> _Excerpt provided_:

------------------------------------------------------------------------

CLAILGNov 15, 2023

X-Eval: Generalizable Multi-aspect Text Evaluation via Augmented Instruction Tuning with Auxiliary Evaluation Aspects

arXiv:2311.08788v239 citationsh-index: 14
Originality Incremental advance
AI Analysis

This addresses the problem of comprehensive text assessment for NLG applications, offering a generalizable solution that is incremental in improving evaluation methods.

The paper tackles the challenge of multi-aspect text evaluation in Natural Language Generation by introducing X-Eval, a two-stage instruction tuning framework that generalizes to both seen and unseen evaluation aspects, achieving comparable or higher correlation with human judgments than state-of-the-art evaluators like GPT-4.

------------------------------------------------------------------------

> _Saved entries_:

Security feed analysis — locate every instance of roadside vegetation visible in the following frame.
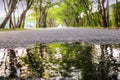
[0,0,120,29]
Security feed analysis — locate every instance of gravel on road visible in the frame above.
[0,28,120,48]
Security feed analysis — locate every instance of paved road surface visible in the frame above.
[0,28,120,48]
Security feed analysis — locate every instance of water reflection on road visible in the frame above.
[0,42,120,80]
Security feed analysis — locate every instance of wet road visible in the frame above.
[0,28,120,48]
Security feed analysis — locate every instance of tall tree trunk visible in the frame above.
[115,0,120,27]
[16,9,28,28]
[0,0,18,28]
[16,0,34,28]
[39,6,47,28]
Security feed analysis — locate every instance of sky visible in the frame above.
[0,0,117,17]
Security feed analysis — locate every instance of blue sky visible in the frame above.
[0,0,116,17]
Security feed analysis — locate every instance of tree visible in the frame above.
[16,0,34,28]
[98,0,109,28]
[0,0,18,28]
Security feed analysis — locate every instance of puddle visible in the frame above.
[0,42,120,80]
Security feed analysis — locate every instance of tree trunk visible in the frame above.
[0,0,17,28]
[16,9,28,28]
[39,6,47,28]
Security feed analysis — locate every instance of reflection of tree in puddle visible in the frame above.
[0,42,120,80]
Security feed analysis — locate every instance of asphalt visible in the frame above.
[0,28,120,48]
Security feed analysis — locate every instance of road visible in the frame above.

------------------------------------------------------------------------

> _What to do_:
a: List every hyphenated term in the last paragraph of the paper summary.
b: Retype everything in the paper summary from "arXiv:2311.08788v239 citationsh-index: 14" down to "improving evaluation methods.".

> _Numbered responses_:
a:
multi-aspect
X-Eval
two-stage
state-of-the-art
GPT-4

b:
arXiv:2311.08788v239 citationsh-index: 14
Originality Incremental advance
AI Analysis

This addresses the problem of comprehensive text assessment for NLG applications, offering a generalizable solution that is incremental in improving evaluation methods.